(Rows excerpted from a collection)
● ● ●

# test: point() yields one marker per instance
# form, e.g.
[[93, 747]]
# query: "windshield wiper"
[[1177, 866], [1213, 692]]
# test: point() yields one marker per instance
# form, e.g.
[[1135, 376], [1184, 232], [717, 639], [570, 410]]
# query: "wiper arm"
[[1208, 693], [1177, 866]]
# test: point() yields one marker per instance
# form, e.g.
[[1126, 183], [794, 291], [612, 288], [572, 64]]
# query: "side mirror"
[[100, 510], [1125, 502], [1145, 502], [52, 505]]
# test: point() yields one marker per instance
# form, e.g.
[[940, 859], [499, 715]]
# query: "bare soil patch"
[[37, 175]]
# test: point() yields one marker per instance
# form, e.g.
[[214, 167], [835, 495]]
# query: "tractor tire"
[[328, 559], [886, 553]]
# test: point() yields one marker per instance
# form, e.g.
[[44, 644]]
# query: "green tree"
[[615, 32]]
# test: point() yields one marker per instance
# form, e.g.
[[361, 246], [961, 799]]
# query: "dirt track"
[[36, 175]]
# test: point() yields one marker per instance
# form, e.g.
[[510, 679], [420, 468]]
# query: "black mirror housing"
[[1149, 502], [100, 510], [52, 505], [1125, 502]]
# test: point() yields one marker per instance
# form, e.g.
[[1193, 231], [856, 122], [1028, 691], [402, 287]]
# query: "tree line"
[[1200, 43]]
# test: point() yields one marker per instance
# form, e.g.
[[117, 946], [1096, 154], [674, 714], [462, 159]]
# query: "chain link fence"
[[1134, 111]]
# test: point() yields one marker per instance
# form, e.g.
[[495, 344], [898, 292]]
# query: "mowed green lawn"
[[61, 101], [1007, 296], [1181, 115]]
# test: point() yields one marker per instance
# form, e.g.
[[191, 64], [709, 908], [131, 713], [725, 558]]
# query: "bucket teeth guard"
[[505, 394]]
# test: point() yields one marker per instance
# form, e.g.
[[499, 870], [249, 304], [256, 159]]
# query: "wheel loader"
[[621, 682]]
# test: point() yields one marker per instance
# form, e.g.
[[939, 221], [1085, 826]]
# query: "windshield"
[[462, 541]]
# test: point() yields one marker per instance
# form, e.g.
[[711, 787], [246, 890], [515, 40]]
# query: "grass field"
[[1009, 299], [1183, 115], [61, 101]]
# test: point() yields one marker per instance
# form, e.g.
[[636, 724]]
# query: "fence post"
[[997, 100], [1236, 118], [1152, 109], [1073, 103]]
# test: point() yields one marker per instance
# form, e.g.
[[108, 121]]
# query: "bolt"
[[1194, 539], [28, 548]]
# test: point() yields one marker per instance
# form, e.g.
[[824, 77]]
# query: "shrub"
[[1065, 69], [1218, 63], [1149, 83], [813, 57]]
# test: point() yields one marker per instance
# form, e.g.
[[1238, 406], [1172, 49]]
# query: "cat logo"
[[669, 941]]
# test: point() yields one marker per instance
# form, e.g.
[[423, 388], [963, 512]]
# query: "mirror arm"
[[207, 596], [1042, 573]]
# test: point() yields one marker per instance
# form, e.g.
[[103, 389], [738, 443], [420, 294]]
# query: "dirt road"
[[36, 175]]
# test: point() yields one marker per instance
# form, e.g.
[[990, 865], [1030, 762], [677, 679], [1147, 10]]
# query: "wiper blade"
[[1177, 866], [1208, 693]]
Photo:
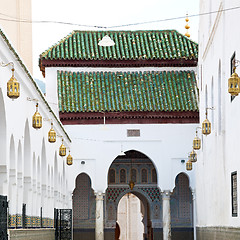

● ● ●

• What you have to do
Reproduce every one of the rows above verbatim, from the first line to the last, and omit the picture from your copy.

• Written reply
# test: point() yields one marker per instance
# form, e.g.
[[93, 747]]
# query: "windshield wiper"
[[1177, 866], [1213, 692]]
# test: point() yields one marker per instance
# form, e.g.
[[1135, 376], [1184, 232], [717, 639], [570, 410]]
# query: "wiper arm"
[[1208, 693], [1177, 866]]
# test: point() yields one marker per instance
# form, e.g.
[[1126, 183], [794, 291], [612, 288], [572, 64]]
# query: "side mirror"
[[100, 510], [1125, 502], [1145, 502], [52, 505]]
# test: point() yields one marker per instance
# form, e.g.
[[940, 859], [499, 715]]
# query: "bare soil patch"
[[37, 175]]
# test: point() yields one marker per instance
# form, e.g.
[[214, 167], [835, 495]]
# query: "tractor tire"
[[328, 559], [886, 553]]
# test: point() yields one marker per instance
# form, e.g.
[[44, 644]]
# query: "green tree"
[[615, 32]]
# test: point() yields one marker per instance
# form, e.g.
[[361, 246], [961, 799]]
# query: "dirt track"
[[36, 175]]
# test: point() yields one marker per instance
# form, e.g.
[[510, 679], [420, 468]]
# query: "black mirror housing"
[[1149, 502], [100, 510], [52, 505], [1125, 502]]
# test: point() yields one marker per instance
# form, e.g.
[[1193, 231], [856, 122], [1028, 691], [402, 287]]
# query: "tree line"
[[1200, 43]]
# test: point() yields one marker per instance
# form, e.g.
[[117, 946], [1096, 154], [674, 714], [462, 159]]
# query: "chain link fence"
[[1134, 111]]
# test: point() yields one marker per instance
# form, e.g.
[[495, 344], [898, 292]]
# query: "mowed green lawn"
[[61, 101], [1007, 296], [1181, 115]]
# test: point() yields one marker per instance
# form, e.g.
[[191, 64], [709, 908], [131, 713], [725, 558]]
# query: "bucket teeth guard"
[[505, 394]]
# test: point() yields one marker per instance
# form, e.g.
[[499, 870], [249, 304], [256, 159]]
# query: "wheel loader"
[[621, 682]]
# test: point() yields one marker per instance
# form, e.g.
[[939, 221], [1085, 826]]
# query: "windshield"
[[462, 541]]
# test: point() yields one marker per instance
# form, e.g.
[[711, 787], [246, 890], [515, 40]]
# query: "grass field"
[[1009, 299], [1183, 115], [61, 101]]
# test: point() yields one marker per instance
# form, e.g.
[[636, 724]]
# query: "fence post"
[[997, 100], [1236, 118], [1152, 109], [1073, 103]]
# test: point() yields one marker per instance
# form, e.g.
[[108, 121]]
# query: "bolt"
[[1194, 539], [28, 548]]
# test: point() yields one marker per instance
# form, e.g.
[[824, 77]]
# query: "shrub"
[[1065, 69], [1218, 63], [1149, 83], [813, 57]]
# test: point() yields one marker per instance
# form, e.g.
[[1238, 406], [1172, 49]]
# query: "cat logo"
[[669, 941]]
# test: point() yields one marker per instance
# form, e.g.
[[423, 388], [963, 512]]
# query: "mirror arm"
[[207, 596], [1042, 573]]
# test: point() yields one marker per instance
# form, e.g.
[[103, 389], [738, 443], [420, 294]]
# query: "dirt road"
[[36, 175]]
# test: point() yields one marker per instance
# form, e.g.
[[990, 865], [1030, 762], [677, 679], [1147, 10]]
# query: "wiper blade"
[[1177, 866], [1208, 693]]
Photo:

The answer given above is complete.